* **TASK REQUIREMENTS**
**a.** Sum up the news report on Saju Chelavalel's sentencing in two sentences.
**b.** Pick up the news report on Saju Chelavalel's sentencing where it ends and keep writing.

Forty years for jealous husband who strangled NHS nurse wife before killing their children
Latest ITV News report on the father who killed his wife and two children
A father who was convinced his nurse wife was having an affair strangled her and their two young children with a dressing gown cord just days before Christmas, a sentencing hearing has heard.
The court heard how Saju Chelavalel read his two children, aged six and four, bedtime stories before killing them.
Police body cam footage captured the moment officers broke into the family home last December and discovered Chelavalel, 52, clutching a knife.
Despite repeated requests for him to put the knife down, he continued to brandish it whilst shouting “You shoot me”, which prompted officers to taser him.
Watch police arrest the father who had just murdered his wife and two children
Shortly after, officers discovered the bodies of Chelavalel's wife Anju Asok, 35, who worked for the NHS, and their two children Jeeva Saju, six, and Janvi Saju, four.
Chelavalel has been sentenced to a minimum of 40 years in jail.
Saju Chelavalel admitted the murders in April and appeared at Northampton Crown Court to be sentenced.
The court heard he was convinced his wife was having affairs with her friend’s husband and told police the evidence was on her phone, though none was found.
Chelavalel snapped when his wife criticised his mother. He strangled her with a dressing gown cord at around 10pm on December 14.
He then spent time with the children, drinking a litre of whisky before trying to get them to take a sleeping drug, the court was told.
When that failed, he strangled them with the same cord he had used to kill their mother.
The defendant wept as the court was played an audio recording from his phone which captured the time around when he killed his wife.
On the recording the children can be heard crying and asking for their mum. It is not thought they saw her die but the court heard they would have witnessed the row that preceded the killing.
His Honour Mr Justice Pepperall told Chelavalel: “While you were squeezing the life out of your wife, your children can be heard crying in the background for their mummy. It is clear that they heard what was going on and knew that she was being hurt by you.”Anju Asok was found in one bedroom, while the children were laid out on the bed in another bedroom.The court heard Chelavalel lay down with the children and read them stories before killing them.
Worried neighbours called police when they could not contact anyone by mid morning. The defendant told police he had planned to kill himself as well.
All three of his victims were found at a flat in Petherton Court, Kettering, on December 15 last year.
Despite the efforts of paramedics and police officers, Ms Asok, a nurse at Kettering General Hospital, died at the scene and the two children later died in hospital.

* **EXERCISE DATA**
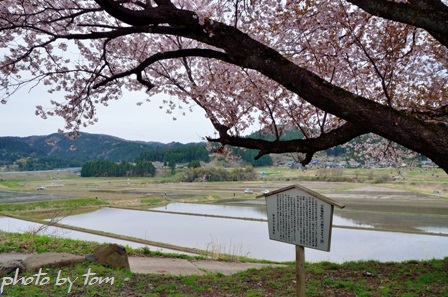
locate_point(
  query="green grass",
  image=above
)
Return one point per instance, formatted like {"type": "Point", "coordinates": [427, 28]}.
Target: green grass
{"type": "Point", "coordinates": [412, 278]}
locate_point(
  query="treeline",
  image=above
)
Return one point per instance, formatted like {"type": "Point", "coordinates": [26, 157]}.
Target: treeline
{"type": "Point", "coordinates": [107, 168]}
{"type": "Point", "coordinates": [218, 174]}
{"type": "Point", "coordinates": [181, 153]}
{"type": "Point", "coordinates": [45, 163]}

* **RESPONSES PER TASK**
**a.** Saju Chelavalel, 52, who was convinced his wife was having affairs although no evidence was found on her phone, strangled his wife Anju Asok, an NHS nurse, and their children, aged six and four, with a dressing gown cord at their Kettering flat in December. He admitted the murders in April and was sentenced at Northampton Crown Court to a minimum of 40 years in jail.

**b.**
Her father Arakkal Ashokan, 60, who works in construction in India, said: "When people told me about Anju's death, I could not believe it...I did not believe until I saw the bodies at the airport. There I lost all my control and realised that they are no more in this world."Mr Ashokan said at first he thought his daughter had met with an accident as no-one told him about how she had died.
"Then someone told me that the kids also no more. It was a shock and for a moment, I could not move or breathe and was speechless even my heart stopped and felt like I am no more in this world."
An inquest which opened shortly after the deaths was told the two children were believed to have been strangled, while Ms Asok had died of asphyxia.
Pupils and staff at Kettering Park Infant Academy compiled a book of tributes to the two children.
Det Insp Simon Barnes said: “The staff at the school described the children as kind, caring, gentle, playful, polite and smiley. They are much missed.
“How do you explain to children as young as four that the friends they were playing with only days before are no longer with us? You shouldn’t have to. No one should.
“As an adult, detective and father, I cannot comprehend how Saju Chelavalel could do this and don’t think I ever will."
He added: “There is no amount of time behind bars that will ever be enough for what he did. His primary role as a husband and a father, was to protect his family from harm. They should have been at their safest, at home, with him, but he destroyed that.
“They leave behind them a devastated family in India, who are struggling to come to terms with what has happened."
He paid tribute to the children's mother, saying she had only wanted to provide the best possible life she could for her children - Jeeva and Janvi.
Det Insp Barnes said she had been described by her colleagues and friends as very hard working, conscientious, friendly, kind and would be sorely missed.
She was one to never complain and barely missed a shift.